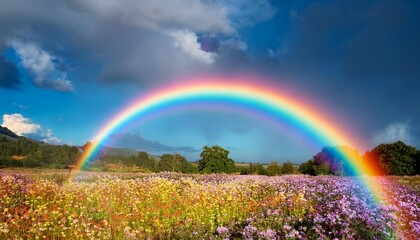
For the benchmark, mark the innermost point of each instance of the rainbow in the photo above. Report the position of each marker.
(242, 93)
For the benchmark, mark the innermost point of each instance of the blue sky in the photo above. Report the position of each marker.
(67, 67)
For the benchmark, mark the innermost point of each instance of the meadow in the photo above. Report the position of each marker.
(94, 205)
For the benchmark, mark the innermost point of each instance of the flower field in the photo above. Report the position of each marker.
(176, 206)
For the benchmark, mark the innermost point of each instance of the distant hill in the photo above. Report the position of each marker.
(4, 131)
(124, 152)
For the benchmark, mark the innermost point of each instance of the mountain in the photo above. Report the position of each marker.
(4, 131)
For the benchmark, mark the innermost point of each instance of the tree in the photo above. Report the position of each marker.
(215, 160)
(287, 168)
(393, 159)
(336, 159)
(307, 167)
(274, 169)
(257, 168)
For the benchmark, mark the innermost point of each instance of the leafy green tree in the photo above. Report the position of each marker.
(307, 167)
(287, 168)
(215, 160)
(257, 168)
(336, 159)
(393, 159)
(274, 169)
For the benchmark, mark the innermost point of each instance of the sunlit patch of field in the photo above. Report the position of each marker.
(97, 205)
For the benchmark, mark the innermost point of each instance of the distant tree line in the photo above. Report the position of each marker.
(385, 159)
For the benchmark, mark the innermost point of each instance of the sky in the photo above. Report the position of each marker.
(67, 67)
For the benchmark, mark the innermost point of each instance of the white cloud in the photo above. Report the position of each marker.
(395, 132)
(19, 124)
(23, 126)
(41, 65)
(186, 41)
(48, 137)
(165, 15)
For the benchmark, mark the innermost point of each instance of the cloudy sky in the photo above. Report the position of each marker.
(67, 67)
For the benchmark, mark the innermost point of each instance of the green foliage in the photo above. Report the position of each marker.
(274, 169)
(215, 160)
(287, 168)
(336, 159)
(394, 159)
(307, 167)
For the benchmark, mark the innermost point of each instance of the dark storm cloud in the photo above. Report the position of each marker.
(127, 41)
(359, 57)
(9, 75)
(136, 141)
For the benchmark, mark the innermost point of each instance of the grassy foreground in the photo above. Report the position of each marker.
(47, 205)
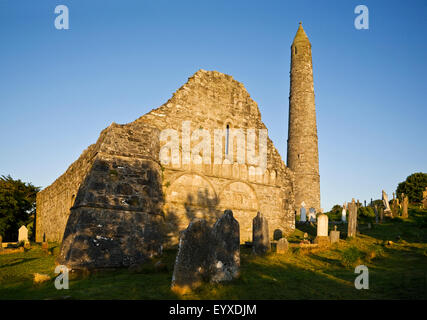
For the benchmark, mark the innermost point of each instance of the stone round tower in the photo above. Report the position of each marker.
(303, 155)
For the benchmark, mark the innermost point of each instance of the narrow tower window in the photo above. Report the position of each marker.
(226, 139)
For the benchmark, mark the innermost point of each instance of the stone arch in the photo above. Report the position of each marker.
(189, 196)
(242, 199)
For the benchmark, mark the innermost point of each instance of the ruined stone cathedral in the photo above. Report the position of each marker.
(120, 202)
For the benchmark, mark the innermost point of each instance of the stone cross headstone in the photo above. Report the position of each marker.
(344, 213)
(322, 238)
(260, 235)
(192, 261)
(312, 215)
(376, 213)
(303, 216)
(405, 204)
(322, 225)
(387, 209)
(23, 234)
(334, 235)
(352, 219)
(225, 262)
(282, 246)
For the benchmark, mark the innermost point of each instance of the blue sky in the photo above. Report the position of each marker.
(120, 59)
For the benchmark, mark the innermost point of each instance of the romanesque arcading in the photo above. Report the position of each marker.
(303, 156)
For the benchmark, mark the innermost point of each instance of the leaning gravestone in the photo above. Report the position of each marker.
(344, 213)
(282, 246)
(312, 215)
(303, 216)
(376, 213)
(260, 235)
(225, 262)
(352, 219)
(23, 234)
(334, 235)
(322, 238)
(192, 261)
(405, 207)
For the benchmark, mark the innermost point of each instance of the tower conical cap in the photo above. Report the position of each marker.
(301, 36)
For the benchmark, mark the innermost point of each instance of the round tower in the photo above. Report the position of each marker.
(303, 155)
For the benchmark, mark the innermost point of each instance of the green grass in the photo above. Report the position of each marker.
(396, 271)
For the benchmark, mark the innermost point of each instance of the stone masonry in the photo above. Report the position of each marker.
(303, 156)
(119, 204)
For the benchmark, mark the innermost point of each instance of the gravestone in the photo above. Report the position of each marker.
(352, 219)
(376, 213)
(303, 216)
(405, 204)
(334, 235)
(260, 235)
(381, 214)
(387, 210)
(282, 246)
(344, 213)
(192, 260)
(23, 234)
(226, 248)
(322, 230)
(312, 215)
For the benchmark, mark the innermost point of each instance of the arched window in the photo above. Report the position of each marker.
(227, 136)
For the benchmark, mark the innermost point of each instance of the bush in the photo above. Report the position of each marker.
(351, 257)
(366, 213)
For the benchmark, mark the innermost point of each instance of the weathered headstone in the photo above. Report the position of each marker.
(312, 215)
(322, 230)
(334, 235)
(260, 235)
(376, 213)
(387, 210)
(405, 204)
(352, 219)
(303, 215)
(282, 246)
(192, 261)
(23, 234)
(225, 262)
(344, 213)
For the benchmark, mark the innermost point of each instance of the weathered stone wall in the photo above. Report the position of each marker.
(212, 100)
(126, 200)
(303, 156)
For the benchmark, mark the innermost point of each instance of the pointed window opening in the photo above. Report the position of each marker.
(227, 139)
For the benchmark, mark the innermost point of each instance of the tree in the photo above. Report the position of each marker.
(17, 206)
(413, 187)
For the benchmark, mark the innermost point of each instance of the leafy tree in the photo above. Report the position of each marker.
(335, 213)
(17, 206)
(413, 187)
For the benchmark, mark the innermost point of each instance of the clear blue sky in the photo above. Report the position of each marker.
(120, 59)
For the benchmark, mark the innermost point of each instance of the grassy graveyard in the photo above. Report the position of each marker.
(397, 270)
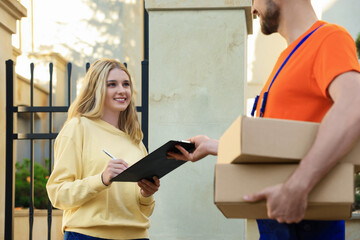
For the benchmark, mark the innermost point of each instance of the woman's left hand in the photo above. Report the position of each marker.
(148, 188)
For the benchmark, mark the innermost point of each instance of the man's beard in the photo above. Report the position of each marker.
(270, 22)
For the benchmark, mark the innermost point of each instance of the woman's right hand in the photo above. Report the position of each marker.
(114, 168)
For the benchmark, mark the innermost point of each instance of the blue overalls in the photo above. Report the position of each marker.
(305, 230)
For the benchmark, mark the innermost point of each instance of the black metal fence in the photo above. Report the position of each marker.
(50, 136)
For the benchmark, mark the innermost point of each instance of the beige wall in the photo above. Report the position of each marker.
(197, 74)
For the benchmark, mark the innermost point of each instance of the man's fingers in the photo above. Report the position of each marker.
(255, 197)
(156, 181)
(183, 151)
(176, 156)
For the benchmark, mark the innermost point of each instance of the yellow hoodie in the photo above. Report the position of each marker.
(118, 211)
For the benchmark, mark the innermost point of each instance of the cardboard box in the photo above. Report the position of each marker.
(266, 140)
(331, 199)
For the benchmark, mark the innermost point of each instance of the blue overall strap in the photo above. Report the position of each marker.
(264, 99)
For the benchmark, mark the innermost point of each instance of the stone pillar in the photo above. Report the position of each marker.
(10, 11)
(197, 70)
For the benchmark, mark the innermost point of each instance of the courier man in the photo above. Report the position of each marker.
(316, 78)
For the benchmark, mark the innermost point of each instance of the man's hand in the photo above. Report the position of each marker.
(284, 204)
(148, 188)
(203, 147)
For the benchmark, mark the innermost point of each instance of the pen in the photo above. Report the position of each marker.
(109, 154)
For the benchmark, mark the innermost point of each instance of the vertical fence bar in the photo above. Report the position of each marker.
(87, 66)
(31, 205)
(145, 101)
(50, 146)
(146, 34)
(69, 83)
(9, 182)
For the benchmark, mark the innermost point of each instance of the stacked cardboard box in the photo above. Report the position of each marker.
(255, 153)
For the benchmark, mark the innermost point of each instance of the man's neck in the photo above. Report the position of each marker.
(297, 16)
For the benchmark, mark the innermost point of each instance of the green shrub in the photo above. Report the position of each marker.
(357, 192)
(22, 184)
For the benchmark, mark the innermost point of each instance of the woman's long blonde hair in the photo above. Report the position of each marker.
(90, 101)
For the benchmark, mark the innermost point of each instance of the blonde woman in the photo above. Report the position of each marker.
(103, 116)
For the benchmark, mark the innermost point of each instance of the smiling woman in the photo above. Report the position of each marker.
(103, 116)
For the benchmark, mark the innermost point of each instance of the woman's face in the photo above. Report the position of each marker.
(118, 91)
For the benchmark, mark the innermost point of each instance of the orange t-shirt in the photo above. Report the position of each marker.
(300, 91)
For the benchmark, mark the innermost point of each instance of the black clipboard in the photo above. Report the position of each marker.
(154, 164)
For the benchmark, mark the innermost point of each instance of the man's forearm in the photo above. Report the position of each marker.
(338, 132)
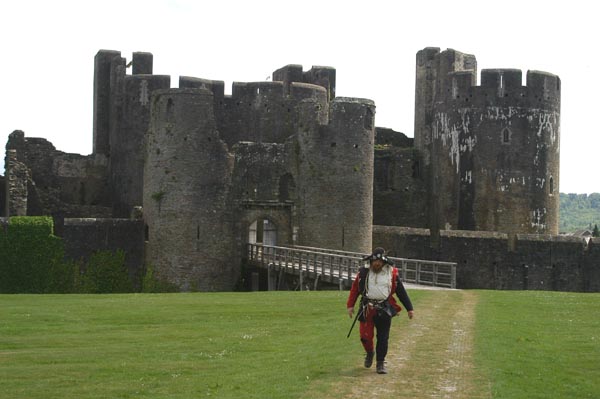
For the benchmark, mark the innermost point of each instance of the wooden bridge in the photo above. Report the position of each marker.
(340, 267)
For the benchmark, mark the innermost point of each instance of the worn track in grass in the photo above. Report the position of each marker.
(429, 356)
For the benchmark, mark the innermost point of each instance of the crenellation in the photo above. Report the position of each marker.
(142, 63)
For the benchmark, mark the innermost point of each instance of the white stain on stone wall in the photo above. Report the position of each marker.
(538, 217)
(144, 93)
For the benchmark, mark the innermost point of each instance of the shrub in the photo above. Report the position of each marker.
(29, 253)
(105, 272)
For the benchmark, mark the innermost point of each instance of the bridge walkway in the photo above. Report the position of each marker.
(340, 267)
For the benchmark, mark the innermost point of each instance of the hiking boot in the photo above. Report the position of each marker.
(381, 368)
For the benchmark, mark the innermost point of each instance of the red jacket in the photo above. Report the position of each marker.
(359, 287)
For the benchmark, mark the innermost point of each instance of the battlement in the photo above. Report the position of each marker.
(504, 87)
(323, 76)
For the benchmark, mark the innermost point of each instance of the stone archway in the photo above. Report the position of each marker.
(262, 231)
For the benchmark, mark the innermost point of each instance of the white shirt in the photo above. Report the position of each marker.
(379, 285)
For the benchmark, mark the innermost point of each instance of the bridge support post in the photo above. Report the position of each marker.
(269, 283)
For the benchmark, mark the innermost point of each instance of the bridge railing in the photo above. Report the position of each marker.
(341, 266)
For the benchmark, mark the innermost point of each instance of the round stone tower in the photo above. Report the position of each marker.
(494, 151)
(335, 169)
(187, 176)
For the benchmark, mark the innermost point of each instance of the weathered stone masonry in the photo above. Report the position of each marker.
(206, 166)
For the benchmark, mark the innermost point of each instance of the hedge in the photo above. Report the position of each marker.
(32, 261)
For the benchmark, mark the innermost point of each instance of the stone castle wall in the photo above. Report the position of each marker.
(488, 260)
(206, 165)
(492, 151)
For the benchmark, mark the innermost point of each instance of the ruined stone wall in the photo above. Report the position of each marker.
(493, 150)
(16, 186)
(83, 237)
(121, 118)
(400, 196)
(488, 260)
(2, 196)
(55, 183)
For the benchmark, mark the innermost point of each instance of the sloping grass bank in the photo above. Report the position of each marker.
(225, 345)
(274, 344)
(535, 344)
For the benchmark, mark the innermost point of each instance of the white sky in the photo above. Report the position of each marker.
(48, 50)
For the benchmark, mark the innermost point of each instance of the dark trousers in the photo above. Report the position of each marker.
(382, 324)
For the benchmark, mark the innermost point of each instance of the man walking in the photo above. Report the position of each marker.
(377, 283)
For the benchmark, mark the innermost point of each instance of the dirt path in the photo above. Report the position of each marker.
(429, 356)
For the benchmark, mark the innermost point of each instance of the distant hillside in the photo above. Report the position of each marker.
(579, 211)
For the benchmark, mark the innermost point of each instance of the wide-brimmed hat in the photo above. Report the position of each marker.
(378, 253)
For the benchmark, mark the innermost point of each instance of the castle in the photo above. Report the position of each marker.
(287, 162)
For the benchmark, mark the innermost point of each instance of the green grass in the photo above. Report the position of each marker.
(271, 344)
(539, 344)
(251, 345)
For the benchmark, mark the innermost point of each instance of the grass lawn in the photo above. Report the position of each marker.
(270, 344)
(537, 344)
(247, 345)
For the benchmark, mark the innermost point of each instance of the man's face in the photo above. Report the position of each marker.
(376, 265)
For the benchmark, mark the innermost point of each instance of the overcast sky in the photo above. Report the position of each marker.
(48, 50)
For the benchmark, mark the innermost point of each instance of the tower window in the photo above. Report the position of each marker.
(505, 136)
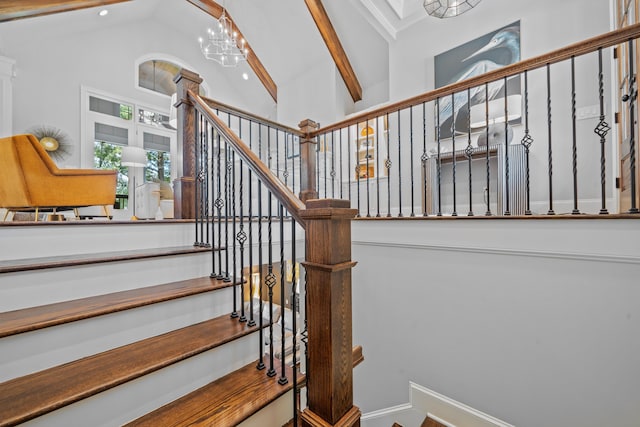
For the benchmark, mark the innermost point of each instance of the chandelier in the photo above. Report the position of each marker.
(448, 8)
(222, 44)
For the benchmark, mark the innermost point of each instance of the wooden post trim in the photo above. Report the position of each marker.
(328, 267)
(184, 185)
(308, 147)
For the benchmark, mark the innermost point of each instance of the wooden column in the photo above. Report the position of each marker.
(308, 161)
(328, 266)
(184, 185)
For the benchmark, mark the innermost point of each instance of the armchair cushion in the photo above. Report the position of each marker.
(30, 179)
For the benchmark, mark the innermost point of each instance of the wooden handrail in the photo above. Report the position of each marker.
(586, 46)
(225, 108)
(277, 187)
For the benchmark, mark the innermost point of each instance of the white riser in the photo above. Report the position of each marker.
(129, 401)
(277, 413)
(34, 351)
(39, 287)
(44, 241)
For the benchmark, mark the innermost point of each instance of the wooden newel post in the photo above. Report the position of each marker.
(184, 186)
(308, 147)
(328, 266)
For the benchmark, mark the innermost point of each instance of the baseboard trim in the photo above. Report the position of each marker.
(512, 252)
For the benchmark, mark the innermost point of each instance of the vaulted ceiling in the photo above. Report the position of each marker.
(355, 33)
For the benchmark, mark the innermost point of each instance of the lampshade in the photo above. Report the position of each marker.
(133, 156)
(448, 8)
(496, 111)
(173, 111)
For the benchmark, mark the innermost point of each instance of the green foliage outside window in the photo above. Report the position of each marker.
(107, 156)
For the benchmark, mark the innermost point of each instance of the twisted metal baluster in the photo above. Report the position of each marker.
(387, 165)
(333, 165)
(468, 151)
(549, 149)
(294, 326)
(632, 97)
(234, 313)
(439, 159)
(527, 140)
(453, 149)
(507, 211)
(260, 364)
(488, 165)
(378, 167)
(574, 144)
(367, 173)
(252, 321)
(283, 379)
(424, 158)
(399, 168)
(270, 281)
(241, 236)
(219, 205)
(601, 130)
(413, 213)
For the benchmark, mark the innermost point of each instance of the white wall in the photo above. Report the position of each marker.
(533, 322)
(57, 54)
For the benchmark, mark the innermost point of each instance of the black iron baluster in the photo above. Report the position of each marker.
(424, 158)
(252, 321)
(454, 164)
(631, 98)
(488, 164)
(377, 167)
(439, 159)
(260, 364)
(283, 379)
(227, 198)
(574, 144)
(507, 210)
(387, 165)
(358, 167)
(413, 213)
(550, 153)
(367, 154)
(469, 152)
(399, 168)
(294, 325)
(270, 281)
(349, 160)
(527, 140)
(601, 130)
(219, 204)
(241, 236)
(333, 164)
(232, 156)
(341, 163)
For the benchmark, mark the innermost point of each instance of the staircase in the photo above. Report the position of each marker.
(109, 324)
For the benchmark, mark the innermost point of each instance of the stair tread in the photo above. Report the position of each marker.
(27, 397)
(33, 318)
(227, 401)
(25, 264)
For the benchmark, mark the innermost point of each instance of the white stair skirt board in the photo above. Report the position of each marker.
(277, 413)
(441, 408)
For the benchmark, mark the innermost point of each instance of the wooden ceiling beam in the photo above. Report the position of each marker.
(19, 9)
(215, 10)
(336, 50)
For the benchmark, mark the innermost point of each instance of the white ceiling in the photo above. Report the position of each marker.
(281, 32)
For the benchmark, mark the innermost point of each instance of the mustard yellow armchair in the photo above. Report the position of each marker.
(29, 179)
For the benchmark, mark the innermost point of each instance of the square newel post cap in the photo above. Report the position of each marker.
(308, 125)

========================================

Rewrite the rows from the line containing "the white ceiling" through the end of the rows as a two-column CSV with the header row_text,marked_points. Give one line per row, with its text in the first quoted field and its points in the second, and replace any line breaks with spaces.

Solved exercise -
row_text,marked_points
"For the benchmark, mark the innermost point of each instance of the white ceiling in the photo above. Report the position of each marker.","(281, 32)"
"For the benchmark, mark the innermost point of each instance of the mustard yellow armchair in the photo above. Report the position of each marker.","(29, 179)"
"For the benchmark, mark the innermost point of each instance of the square newel post cap in the photo above. Report the position of each marker.","(308, 125)"